Your task:
Show each line below that contains the word "window", copied in full.

Exercise materials:
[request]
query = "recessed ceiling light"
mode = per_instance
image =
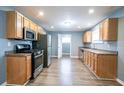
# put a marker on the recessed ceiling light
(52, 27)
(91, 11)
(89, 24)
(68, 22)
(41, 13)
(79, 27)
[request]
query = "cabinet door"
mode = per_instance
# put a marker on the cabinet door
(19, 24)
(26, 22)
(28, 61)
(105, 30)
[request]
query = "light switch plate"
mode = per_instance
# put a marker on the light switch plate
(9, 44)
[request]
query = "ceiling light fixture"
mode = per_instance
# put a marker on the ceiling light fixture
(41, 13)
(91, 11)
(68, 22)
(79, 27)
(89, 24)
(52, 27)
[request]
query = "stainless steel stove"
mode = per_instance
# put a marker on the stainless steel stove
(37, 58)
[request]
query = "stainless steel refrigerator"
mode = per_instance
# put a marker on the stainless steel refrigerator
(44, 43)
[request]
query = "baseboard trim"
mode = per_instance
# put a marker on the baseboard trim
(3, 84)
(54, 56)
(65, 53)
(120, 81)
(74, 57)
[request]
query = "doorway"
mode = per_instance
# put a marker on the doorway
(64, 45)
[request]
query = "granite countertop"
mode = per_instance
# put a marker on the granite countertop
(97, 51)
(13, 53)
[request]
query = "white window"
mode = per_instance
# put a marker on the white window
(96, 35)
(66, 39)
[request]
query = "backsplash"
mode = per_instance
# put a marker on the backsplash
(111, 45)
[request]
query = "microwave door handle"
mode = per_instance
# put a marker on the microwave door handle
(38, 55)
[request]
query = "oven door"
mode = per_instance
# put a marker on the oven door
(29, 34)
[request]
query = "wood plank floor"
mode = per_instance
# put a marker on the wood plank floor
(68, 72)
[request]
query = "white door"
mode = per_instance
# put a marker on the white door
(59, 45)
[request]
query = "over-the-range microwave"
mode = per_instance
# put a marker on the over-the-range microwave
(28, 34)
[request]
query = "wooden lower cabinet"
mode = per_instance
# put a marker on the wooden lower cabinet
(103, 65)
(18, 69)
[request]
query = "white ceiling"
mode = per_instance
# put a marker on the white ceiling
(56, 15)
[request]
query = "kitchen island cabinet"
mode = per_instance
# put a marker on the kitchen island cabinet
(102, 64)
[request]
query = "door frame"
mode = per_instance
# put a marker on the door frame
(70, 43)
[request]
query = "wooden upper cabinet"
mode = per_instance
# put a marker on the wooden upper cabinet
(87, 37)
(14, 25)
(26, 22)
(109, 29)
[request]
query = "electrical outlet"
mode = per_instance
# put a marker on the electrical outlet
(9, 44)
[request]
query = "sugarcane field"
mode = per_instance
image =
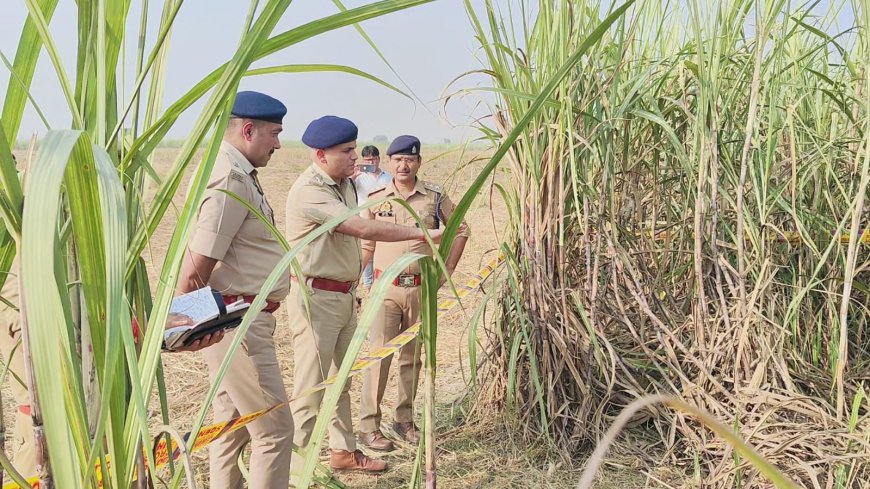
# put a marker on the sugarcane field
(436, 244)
--
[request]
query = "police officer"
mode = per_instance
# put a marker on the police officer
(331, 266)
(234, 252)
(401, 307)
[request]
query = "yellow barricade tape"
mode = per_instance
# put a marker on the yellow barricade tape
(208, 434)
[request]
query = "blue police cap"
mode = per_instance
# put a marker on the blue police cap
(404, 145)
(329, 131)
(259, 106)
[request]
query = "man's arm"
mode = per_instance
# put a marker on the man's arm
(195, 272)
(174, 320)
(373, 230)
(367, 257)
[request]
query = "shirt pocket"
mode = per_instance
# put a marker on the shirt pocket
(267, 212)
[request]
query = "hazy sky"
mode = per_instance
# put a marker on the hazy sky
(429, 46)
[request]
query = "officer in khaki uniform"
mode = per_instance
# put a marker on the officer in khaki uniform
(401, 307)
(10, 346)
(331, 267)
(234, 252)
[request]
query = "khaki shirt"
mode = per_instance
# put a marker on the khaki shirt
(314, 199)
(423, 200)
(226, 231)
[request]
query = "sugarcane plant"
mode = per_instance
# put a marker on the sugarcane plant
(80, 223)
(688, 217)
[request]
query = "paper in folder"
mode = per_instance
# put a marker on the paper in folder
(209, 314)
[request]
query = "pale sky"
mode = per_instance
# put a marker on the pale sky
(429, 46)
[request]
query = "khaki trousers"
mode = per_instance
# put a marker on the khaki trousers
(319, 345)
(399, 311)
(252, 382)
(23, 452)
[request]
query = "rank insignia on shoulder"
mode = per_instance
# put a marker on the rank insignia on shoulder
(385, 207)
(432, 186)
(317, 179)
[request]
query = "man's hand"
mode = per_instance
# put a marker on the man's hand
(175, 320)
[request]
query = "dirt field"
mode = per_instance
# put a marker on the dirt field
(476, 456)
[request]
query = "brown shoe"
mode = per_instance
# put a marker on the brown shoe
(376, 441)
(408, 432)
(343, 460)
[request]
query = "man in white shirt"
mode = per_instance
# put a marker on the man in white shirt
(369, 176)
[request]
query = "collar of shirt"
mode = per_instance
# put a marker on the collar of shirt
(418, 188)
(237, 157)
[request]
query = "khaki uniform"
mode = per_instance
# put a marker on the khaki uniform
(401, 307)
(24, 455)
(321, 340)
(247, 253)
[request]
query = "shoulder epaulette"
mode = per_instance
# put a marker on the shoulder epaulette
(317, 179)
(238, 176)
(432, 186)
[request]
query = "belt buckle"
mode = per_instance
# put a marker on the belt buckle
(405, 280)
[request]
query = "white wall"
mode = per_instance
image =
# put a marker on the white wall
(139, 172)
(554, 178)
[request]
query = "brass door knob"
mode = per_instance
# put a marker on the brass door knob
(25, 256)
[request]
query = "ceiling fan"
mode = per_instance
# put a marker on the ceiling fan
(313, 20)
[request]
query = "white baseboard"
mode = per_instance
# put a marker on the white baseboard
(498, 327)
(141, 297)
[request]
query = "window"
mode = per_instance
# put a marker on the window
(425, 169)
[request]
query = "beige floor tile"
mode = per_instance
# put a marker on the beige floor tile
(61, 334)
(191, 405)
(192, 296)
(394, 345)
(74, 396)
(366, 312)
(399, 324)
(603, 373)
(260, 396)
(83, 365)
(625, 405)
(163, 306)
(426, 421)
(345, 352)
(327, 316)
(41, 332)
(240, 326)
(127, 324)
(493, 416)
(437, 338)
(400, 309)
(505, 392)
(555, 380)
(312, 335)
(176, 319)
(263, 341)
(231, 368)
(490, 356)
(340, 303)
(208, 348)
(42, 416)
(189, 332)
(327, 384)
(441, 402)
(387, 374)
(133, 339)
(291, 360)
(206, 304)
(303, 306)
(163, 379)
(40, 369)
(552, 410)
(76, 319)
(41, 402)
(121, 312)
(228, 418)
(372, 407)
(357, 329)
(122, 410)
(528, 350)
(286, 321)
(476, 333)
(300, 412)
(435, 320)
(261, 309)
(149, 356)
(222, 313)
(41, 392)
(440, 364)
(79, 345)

Result:
query = "white window"
# put a marker on the white window
query = "window"
# put a marker on the window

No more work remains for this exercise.